Part of a data file
=====

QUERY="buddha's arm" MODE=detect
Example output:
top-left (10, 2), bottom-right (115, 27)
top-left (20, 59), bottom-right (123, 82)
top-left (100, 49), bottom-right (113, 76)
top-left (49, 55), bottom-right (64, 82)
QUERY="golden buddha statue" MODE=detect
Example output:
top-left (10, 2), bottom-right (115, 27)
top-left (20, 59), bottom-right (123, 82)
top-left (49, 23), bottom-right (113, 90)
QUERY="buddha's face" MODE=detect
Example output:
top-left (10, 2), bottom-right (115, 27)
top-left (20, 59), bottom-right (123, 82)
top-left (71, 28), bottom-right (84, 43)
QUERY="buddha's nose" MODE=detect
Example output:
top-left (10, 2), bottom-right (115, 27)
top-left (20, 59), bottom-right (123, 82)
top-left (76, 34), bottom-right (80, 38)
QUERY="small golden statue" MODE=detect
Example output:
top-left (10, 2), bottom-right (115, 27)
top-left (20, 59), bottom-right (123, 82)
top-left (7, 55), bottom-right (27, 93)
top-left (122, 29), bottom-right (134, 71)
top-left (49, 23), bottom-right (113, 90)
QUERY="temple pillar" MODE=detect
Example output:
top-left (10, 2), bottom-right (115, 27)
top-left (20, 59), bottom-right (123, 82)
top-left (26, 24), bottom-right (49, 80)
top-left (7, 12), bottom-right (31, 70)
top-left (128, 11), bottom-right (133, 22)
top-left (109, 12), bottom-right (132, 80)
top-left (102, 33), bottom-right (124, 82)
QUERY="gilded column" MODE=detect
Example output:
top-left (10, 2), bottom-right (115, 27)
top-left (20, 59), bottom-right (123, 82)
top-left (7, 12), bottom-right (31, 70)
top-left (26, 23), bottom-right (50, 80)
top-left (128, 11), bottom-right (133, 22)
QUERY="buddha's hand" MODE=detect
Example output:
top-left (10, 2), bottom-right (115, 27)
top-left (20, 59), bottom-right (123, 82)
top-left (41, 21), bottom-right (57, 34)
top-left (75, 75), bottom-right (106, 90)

=====

#### [Directions]
Return every line of the records that contains the string "QUERY".

#### [Solution]
QUERY="buddha's arm" MODE=detect
QUERY="golden buddha statue" MODE=detect
QUERY="buddha's face" MODE=detect
QUERY="buddha's nose" MODE=detect
QUERY="small golden statue" MODE=detect
QUERY="temple pillar" MODE=detect
QUERY="gilded column" MODE=detect
QUERY="buddha's hand" MODE=detect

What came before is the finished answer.